> What the task asks: Copy all lines of the listing that include the string "pedestal".

> Data section:
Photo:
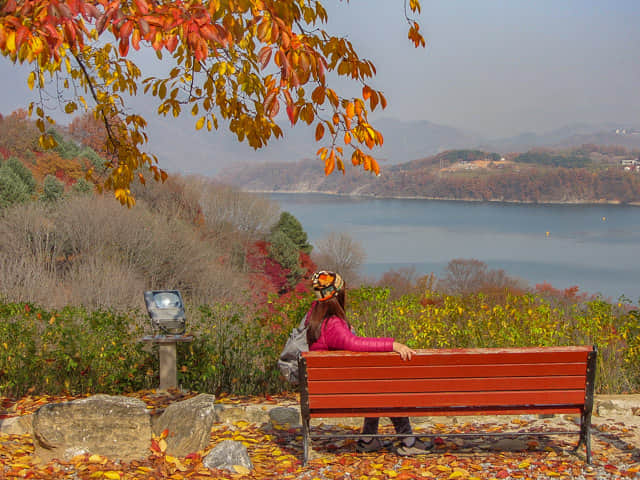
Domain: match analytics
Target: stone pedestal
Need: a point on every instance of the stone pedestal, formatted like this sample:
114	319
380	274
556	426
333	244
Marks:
167	352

> Exercise answer:
Target: stone pedestal
Need: a point on every instance of the stone pedestal, formatted like this sample:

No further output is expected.